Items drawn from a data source
####

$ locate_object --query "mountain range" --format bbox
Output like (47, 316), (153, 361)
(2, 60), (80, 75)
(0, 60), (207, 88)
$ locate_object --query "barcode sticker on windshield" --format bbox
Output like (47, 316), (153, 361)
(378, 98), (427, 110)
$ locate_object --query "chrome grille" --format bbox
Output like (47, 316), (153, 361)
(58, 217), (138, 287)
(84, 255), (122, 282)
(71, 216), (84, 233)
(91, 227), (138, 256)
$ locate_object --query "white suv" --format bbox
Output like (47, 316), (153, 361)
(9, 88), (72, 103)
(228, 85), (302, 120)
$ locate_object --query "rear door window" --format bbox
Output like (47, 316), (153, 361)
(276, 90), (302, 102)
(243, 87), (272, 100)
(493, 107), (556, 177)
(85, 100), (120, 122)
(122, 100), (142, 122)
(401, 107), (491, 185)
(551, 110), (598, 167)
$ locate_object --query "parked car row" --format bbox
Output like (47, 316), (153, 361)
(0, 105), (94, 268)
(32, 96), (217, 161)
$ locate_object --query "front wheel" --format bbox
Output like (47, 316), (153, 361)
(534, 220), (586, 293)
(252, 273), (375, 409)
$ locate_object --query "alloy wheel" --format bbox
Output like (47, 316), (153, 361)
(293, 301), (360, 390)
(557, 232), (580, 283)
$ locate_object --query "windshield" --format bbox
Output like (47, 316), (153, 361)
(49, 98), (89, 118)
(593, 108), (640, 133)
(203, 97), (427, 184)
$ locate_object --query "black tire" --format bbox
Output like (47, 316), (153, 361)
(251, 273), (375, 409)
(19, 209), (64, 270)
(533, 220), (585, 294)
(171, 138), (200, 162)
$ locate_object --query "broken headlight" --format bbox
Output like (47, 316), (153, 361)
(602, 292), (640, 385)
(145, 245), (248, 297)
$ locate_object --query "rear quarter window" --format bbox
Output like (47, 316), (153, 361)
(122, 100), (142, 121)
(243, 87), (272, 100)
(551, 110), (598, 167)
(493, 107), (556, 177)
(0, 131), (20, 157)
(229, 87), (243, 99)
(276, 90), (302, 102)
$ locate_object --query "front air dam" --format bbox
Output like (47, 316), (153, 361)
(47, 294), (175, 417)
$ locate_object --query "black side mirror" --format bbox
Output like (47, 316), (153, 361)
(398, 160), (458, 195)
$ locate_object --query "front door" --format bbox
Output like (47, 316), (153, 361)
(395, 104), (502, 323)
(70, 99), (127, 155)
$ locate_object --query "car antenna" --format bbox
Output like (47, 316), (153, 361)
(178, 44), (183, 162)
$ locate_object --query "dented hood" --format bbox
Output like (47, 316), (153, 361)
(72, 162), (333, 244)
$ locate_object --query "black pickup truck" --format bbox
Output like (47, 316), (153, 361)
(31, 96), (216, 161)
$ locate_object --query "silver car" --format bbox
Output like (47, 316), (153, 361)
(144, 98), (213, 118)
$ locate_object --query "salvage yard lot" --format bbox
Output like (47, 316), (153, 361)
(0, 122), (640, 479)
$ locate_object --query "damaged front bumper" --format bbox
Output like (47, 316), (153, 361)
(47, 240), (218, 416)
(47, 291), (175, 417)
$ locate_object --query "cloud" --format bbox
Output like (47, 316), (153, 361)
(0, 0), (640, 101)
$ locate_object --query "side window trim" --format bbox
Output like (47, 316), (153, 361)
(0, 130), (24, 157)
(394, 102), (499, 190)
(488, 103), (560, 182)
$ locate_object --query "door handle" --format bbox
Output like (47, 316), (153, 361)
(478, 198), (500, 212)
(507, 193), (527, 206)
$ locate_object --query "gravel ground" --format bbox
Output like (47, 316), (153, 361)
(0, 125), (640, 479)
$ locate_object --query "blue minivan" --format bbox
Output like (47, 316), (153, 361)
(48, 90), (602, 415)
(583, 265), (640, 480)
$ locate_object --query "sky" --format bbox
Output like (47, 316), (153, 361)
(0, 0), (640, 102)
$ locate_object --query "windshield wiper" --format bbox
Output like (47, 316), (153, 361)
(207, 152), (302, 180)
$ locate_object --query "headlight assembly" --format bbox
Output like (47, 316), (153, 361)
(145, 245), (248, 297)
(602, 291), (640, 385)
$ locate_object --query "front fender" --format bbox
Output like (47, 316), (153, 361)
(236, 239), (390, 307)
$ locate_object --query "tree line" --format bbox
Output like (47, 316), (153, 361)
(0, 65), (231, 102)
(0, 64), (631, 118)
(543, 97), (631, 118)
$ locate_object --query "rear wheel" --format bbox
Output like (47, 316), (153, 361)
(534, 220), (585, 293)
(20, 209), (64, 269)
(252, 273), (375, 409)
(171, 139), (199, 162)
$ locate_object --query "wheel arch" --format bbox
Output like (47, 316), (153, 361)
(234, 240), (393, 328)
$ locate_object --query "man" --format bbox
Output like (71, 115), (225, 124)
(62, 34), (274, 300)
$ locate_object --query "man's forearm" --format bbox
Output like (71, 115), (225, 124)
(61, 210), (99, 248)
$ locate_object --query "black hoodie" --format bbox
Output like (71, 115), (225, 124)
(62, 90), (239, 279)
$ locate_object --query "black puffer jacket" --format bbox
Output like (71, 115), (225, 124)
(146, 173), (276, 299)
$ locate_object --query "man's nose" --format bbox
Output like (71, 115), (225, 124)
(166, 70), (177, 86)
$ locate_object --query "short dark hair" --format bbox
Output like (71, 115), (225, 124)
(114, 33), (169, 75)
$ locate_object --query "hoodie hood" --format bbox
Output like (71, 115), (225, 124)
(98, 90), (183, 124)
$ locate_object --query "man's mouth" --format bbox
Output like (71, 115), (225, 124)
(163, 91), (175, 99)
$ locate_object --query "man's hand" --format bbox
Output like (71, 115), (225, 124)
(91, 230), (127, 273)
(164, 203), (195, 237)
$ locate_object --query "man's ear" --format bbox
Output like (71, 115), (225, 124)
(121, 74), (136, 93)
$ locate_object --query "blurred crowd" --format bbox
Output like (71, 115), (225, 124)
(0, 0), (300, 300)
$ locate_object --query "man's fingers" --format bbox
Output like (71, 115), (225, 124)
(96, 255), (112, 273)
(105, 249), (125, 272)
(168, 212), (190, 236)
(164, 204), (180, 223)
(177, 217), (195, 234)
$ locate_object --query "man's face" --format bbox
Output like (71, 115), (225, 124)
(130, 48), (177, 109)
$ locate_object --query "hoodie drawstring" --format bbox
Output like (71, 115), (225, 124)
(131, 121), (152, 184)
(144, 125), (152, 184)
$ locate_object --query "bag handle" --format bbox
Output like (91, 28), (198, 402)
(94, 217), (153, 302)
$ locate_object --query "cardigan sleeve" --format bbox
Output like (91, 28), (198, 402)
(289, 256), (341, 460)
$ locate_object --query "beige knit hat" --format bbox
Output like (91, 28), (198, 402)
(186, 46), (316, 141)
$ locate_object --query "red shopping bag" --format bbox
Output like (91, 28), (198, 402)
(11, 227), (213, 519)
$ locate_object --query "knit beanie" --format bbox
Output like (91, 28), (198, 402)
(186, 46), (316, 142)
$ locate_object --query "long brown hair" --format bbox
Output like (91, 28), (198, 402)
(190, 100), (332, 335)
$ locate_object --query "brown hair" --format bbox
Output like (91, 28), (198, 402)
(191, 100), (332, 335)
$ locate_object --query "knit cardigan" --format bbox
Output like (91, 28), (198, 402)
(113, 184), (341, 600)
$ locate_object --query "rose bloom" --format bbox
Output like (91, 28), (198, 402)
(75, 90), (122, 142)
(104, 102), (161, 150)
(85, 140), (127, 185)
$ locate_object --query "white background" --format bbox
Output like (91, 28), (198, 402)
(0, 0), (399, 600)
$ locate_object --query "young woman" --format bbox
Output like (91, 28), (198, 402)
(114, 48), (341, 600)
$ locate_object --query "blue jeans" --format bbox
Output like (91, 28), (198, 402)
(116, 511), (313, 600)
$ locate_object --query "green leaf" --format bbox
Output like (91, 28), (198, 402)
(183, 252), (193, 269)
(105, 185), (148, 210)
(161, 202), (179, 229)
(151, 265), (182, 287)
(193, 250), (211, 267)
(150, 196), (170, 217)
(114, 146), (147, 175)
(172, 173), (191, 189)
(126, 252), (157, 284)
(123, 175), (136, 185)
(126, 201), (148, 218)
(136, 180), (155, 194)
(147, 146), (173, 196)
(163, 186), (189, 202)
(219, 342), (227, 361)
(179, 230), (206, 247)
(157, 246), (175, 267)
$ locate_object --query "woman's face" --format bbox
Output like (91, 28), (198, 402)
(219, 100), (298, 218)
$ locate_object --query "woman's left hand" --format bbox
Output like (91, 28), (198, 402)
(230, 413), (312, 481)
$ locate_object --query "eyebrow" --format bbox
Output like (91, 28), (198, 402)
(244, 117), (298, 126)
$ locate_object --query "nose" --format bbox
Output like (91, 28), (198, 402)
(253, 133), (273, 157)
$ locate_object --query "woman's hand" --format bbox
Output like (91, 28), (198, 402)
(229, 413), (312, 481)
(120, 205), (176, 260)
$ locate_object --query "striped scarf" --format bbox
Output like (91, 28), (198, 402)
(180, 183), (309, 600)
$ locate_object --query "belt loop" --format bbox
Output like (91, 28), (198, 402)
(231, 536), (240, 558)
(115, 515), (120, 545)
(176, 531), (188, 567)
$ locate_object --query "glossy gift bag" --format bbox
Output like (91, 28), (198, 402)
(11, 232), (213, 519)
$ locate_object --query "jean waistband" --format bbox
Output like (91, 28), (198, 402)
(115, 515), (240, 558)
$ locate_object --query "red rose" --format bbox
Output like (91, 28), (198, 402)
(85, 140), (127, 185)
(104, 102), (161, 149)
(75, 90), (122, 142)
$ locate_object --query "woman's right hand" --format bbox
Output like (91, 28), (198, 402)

####

Report how many lines in the entries above contain the string "brown". Case counts, and the reply should be the number alone.

> Result below:
2